» Work required: Reproduce the following lines character for character, with nothing changed.
○ ○ ○ ○ ○ ○ ○
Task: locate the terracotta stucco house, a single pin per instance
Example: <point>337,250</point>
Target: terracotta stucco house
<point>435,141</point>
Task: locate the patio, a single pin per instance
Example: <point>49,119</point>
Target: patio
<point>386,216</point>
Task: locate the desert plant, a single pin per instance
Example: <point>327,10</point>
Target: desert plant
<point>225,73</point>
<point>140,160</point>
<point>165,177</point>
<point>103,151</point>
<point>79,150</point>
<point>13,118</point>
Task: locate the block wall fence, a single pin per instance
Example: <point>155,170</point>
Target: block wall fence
○ ○ ○ ○ ○ ○ ○
» Completed exercise:
Task: locate the terracotta stucco house, a single pin per instance
Example: <point>337,250</point>
Target: terracotta stucco house
<point>435,141</point>
Task: locate the patio, a single pin per instance
Example: <point>49,119</point>
Target: patio
<point>386,216</point>
Task: locate the desert plant, a single pin per instance
Example: <point>327,10</point>
Target: desert plant
<point>225,73</point>
<point>140,160</point>
<point>165,177</point>
<point>103,151</point>
<point>79,150</point>
<point>13,118</point>
Task: locate the block wall fence, a single pin per instance
Example: <point>155,170</point>
Target: block wall fence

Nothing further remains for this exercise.